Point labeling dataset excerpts
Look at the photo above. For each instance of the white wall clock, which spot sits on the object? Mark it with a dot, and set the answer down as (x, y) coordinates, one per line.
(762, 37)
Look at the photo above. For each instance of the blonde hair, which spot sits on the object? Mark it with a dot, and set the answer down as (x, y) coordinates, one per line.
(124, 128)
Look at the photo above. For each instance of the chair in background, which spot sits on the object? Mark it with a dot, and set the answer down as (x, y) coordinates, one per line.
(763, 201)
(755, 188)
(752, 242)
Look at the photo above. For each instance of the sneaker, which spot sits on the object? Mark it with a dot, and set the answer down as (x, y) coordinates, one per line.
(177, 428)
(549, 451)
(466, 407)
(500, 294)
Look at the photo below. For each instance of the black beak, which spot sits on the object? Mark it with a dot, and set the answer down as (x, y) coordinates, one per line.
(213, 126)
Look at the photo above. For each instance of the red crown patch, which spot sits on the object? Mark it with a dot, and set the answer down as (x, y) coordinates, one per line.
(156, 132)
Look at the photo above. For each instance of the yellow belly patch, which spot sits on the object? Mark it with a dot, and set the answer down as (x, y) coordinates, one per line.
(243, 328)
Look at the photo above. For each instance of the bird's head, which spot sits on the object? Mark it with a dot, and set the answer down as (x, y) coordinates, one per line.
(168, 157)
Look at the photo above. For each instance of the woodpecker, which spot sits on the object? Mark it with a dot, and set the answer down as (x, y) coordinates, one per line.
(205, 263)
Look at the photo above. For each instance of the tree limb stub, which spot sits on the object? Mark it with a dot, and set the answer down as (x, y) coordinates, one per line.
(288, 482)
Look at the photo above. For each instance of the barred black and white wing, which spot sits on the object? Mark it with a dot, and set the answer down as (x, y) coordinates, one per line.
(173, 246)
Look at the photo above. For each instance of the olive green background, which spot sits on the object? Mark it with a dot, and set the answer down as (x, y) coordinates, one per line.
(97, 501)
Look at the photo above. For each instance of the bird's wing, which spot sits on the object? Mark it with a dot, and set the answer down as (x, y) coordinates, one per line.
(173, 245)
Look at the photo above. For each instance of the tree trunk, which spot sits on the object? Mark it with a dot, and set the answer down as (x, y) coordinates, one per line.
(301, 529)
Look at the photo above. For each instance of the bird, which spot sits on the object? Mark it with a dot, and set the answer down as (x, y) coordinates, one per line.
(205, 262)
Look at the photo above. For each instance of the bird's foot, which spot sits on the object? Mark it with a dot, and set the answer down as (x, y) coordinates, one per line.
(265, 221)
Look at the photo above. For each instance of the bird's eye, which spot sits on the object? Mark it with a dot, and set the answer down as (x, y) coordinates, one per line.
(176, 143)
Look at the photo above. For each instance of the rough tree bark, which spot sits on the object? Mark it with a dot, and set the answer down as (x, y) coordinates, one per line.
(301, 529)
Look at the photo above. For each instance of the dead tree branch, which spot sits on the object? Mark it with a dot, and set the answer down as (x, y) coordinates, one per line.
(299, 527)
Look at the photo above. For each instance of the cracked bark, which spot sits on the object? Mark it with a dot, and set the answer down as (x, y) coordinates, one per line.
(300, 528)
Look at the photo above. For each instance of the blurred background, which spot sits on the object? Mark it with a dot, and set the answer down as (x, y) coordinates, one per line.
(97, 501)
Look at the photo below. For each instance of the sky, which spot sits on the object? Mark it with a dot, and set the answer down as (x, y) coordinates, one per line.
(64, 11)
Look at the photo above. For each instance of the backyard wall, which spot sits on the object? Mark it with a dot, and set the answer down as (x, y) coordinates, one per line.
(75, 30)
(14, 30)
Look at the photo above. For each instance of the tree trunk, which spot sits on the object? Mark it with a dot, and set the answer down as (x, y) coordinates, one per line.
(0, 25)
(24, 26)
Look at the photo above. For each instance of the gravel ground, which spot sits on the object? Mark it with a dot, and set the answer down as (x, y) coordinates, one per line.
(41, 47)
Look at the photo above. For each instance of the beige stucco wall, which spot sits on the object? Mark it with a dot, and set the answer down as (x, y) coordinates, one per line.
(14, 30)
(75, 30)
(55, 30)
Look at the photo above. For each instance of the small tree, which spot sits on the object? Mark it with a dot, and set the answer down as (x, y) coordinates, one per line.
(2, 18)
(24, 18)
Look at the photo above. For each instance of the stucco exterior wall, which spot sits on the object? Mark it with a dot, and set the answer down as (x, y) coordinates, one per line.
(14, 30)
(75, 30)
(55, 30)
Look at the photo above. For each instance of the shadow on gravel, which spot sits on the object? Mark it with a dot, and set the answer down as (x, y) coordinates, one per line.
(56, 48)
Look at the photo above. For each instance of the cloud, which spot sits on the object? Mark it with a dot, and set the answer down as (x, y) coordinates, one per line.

Requirements. Please repeat the listing exactly, with nothing left out.

Exercise output.
Look at the photo above. For each instance of the white wall clock, which spot sits on the object? Mark it with a dot, and set the answer down as (x, y) coordinates, one per line.
(762, 37)
Look at the photo above. For each instance of the blonde hair, which spot sits on the object? Mark it with a dot, and set the answer down as (x, y) coordinates, one per line.
(124, 128)
Look at the photo above. For each instance of the chair in background, which spot sits on the object? Mark it with a dot, and set the answer down as (x, y) coordinates, one per line.
(763, 201)
(755, 188)
(752, 242)
Look at the photo above. For each instance of the sneaker, which spot sits on the object? Mark it with a dot, and set the answer down as (x, y) coordinates, one per line.
(177, 428)
(549, 451)
(466, 407)
(500, 294)
Look at the photo below. For each instance of the black beak, which spot sits on the object? Mark it with a dot, and set the answer down as (x, y) coordinates, one per line.
(213, 126)
Look at the photo above. For each instance of the red crown patch, which spot sits on the object? Mark it with a dot, and set the answer down as (x, y) coordinates, one per line.
(156, 132)
Look at the photo above. For each instance of the yellow belly patch, which spot sits on the object? Mark it with a dot, and set the answer down as (x, y) coordinates, one per line.
(243, 328)
Look at the photo above. For each instance of the bird's head, which spot sits on the object? Mark it with a dot, and set the answer down as (x, y) coordinates, one per line.
(168, 157)
Look at the photo above. For each instance of the woodpecker, which spot sits on the object? Mark it with a dot, and set the answer down as (x, y) coordinates, one per line.
(205, 263)
Look at the photo above. For each instance of the tree limb stub, which spot sits on the object? Mark it with a dot, and set the answer down as (x, y) coordinates, one per line.
(288, 482)
Look at the photo above. For each instance of the barred black and white wing, which spot sits on the object? Mark it with a dot, and set the answer down as (x, y) coordinates, one per line.
(173, 246)
Look at the photo above. For each instance of the olive green background, which spot sits on the object? Mark it with a dot, and set the answer down as (x, y) coordinates, one per line.
(97, 501)
Look at the photo above. For each instance of the bird's wing, which spot sits on the object? Mark it with a dot, and set the answer down as (x, y) coordinates, one per line.
(173, 245)
Look at the photo above. For each instance of the tree trunk, which spot sits on the object? Mark it with a dot, and set the answer down as (x, y) coordinates, one per line.
(301, 529)
Look at the photo above. For each instance of the bird, which spot sits on the object? Mark it with a dot, and set the answer down as (x, y) coordinates, one per line.
(205, 262)
Look at the photo above. For each instance of the bird's foot, which spot sits on the object? Mark it with a dot, and set the answer down as (x, y) coordinates, one per line.
(265, 221)
Look at the photo above. For each instance of the bird's eye, which spot sits on the object? Mark it with a dot, and set the answer down as (x, y) coordinates, one per line.
(176, 143)
Look at the photo above. For each instance of the rough tree bark, which spot sits on the object? Mark it with a dot, and set the answer down as (x, y) coordinates, one per line.
(301, 529)
Look at the photo above. For each instance of the dead tree branch, which spot sits on the object? Mark it with a dot, and set the answer down as (x, y) coordinates, one per line.
(299, 527)
Look at the photo above. For each instance of the cracked bark, which spot sits on the object? Mark it with a dot, and set the answer down as (x, y) coordinates, one per line.
(300, 528)
Look at the photo above. For each instance of the blurred background, which spot sits on the object? Mark it with a dot, and set the answer down as (x, y) coordinates, one per line.
(97, 501)
Look at the photo below. For each instance of the sky, which spot sits on the object? Mark it with a dot, and set the answer down as (x, y) coordinates, one per line.
(64, 11)
Look at the photo above. For each instance of the backyard wall, which spot sits on the object? Mark it with a dot, and set the answer down as (x, y) coordinates, one per line.
(75, 30)
(14, 30)
Look at the photo above. For each instance of the tree trunk, which spot sits on the object? Mark it with a dot, and set the answer down as (x, y) coordinates, one per line.
(0, 25)
(24, 26)
Look at the photo above. For each instance of the gravel ground, which spot sits on the object? Mark it with a dot, and set the answer down as (x, y) coordinates, one per line.
(41, 47)
Look at the photo above. For each instance of the beige stucco wall, which spot sits on the object? Mark it with a dot, and set the answer down as (x, y) coordinates, one per line.
(14, 30)
(75, 30)
(55, 30)
Look at the photo above. For each instance of the small tree, which spot sits on the object? Mark it with a dot, and set the answer down as (x, y) coordinates, one per line.
(2, 18)
(24, 18)
Look at the photo above. For each instance of the stucco exterior wall, which spot sits on the object? Mark it with a dot, and set the answer down as (x, y) coordinates, one per line.
(14, 30)
(75, 30)
(55, 30)
Look at the photo above. For each instance of the shadow on gravel, which spot sits on the object? Mark it with a dot, and set the answer down as (x, y) coordinates, one per line.
(56, 48)
Look at the photo above. For each instance of the cloud, which spot sits on the object? Mark it with a dot, and set the answer down as (x, y) coordinates, one per line.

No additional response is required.